Rescale the lines from the start of the data entries through the line containing "<point>273,181</point>", both ends included, by writing every one of them out again with the requests kept as they are. Multiply each point coordinate in the answers by 1.3 and round to whole numbers, with halves rounding up.

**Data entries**

# # # # # # #

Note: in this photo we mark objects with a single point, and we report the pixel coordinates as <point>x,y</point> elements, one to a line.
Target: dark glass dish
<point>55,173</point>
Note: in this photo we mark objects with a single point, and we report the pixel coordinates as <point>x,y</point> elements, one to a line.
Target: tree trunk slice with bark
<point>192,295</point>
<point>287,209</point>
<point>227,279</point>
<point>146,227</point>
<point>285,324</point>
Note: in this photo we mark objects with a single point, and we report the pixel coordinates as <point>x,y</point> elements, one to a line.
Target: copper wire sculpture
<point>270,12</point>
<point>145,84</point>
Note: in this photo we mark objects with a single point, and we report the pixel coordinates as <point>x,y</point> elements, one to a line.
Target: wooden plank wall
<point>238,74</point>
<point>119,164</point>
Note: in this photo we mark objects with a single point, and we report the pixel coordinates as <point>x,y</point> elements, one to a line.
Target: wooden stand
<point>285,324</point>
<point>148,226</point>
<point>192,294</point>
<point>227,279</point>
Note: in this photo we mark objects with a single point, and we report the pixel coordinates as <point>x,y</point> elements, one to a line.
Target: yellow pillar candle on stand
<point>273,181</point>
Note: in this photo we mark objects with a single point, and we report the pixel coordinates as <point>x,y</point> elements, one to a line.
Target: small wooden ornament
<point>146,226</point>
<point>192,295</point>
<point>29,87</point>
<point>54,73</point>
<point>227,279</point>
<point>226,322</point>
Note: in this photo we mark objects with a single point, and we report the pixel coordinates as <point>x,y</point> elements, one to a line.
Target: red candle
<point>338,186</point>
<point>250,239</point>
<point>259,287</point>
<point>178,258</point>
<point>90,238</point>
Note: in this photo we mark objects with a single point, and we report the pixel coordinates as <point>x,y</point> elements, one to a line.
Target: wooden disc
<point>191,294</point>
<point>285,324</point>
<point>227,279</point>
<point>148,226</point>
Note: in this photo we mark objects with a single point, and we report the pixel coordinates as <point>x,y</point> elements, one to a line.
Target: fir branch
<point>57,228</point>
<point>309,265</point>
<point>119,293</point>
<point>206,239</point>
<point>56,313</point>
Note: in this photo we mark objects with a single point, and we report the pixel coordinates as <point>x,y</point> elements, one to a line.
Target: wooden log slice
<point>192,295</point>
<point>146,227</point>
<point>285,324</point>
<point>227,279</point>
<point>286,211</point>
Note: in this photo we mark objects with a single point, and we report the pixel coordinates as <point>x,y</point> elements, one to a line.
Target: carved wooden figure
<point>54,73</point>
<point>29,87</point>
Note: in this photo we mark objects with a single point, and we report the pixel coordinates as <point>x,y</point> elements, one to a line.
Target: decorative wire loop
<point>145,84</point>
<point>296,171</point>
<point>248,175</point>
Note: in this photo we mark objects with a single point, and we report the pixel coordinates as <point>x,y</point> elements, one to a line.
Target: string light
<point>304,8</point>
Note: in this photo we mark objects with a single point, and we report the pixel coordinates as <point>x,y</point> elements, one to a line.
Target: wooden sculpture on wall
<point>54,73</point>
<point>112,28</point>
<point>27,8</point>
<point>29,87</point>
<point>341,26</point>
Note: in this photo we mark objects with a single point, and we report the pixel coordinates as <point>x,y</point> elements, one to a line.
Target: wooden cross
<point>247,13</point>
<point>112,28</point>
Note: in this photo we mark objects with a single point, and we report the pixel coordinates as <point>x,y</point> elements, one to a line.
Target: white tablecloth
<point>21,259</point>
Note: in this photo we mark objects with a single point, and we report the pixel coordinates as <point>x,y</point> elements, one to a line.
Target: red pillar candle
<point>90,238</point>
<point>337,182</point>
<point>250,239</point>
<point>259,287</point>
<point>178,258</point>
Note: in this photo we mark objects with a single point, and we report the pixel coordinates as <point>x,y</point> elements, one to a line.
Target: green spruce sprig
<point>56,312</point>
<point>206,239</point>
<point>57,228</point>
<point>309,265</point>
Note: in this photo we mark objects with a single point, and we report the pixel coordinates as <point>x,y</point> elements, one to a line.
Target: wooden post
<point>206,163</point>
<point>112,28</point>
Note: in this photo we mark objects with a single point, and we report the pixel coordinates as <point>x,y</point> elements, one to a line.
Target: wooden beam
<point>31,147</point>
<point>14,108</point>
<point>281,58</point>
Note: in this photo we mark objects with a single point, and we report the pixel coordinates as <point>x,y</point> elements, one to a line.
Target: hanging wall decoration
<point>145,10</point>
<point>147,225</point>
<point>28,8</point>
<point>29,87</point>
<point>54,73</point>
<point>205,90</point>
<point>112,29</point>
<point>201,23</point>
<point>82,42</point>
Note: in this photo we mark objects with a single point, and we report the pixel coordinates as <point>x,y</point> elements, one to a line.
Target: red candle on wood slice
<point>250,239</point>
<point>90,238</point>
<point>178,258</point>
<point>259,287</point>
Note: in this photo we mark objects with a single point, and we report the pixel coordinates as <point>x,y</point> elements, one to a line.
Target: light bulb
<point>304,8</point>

# # # # # # #

**RESULT OF THIS TASK**
Note: in this photo we mark objects with a single point, and we report the pixel coordinates as <point>x,y</point> elements, one to a line.
Target: dark glass dish
<point>72,225</point>
Note: in this photo we mark objects with a single point, and we report the pixel coordinates as <point>x,y</point> elements, one to a line.
Target: tree trunk slice with bark
<point>250,384</point>
<point>373,272</point>
<point>295,363</point>
<point>190,295</point>
<point>371,421</point>
Note: in this photo we mark objects with a single point, and we report the pixel coordinates as <point>x,y</point> elements, one to a line.
Target: copper wire sculpture
<point>351,16</point>
<point>189,109</point>
Note: in this photo we mark objects with a single point, and we report the pixel coordinates as <point>x,y</point> elements, one to a line.
Target: wooden plank wall
<point>309,96</point>
<point>155,213</point>
Note: in this photo we mark objects with a single point, and we report the pixel coordinates as <point>x,y</point> elements, one to a line.
Target: wooden stand
<point>371,421</point>
<point>192,294</point>
<point>250,382</point>
<point>295,363</point>
Note: in this photo we mark objects with a single point, and we report the pixel coordinates as <point>x,y</point> elements, one to a line.
Target: yellow pillar candle on stand
<point>355,235</point>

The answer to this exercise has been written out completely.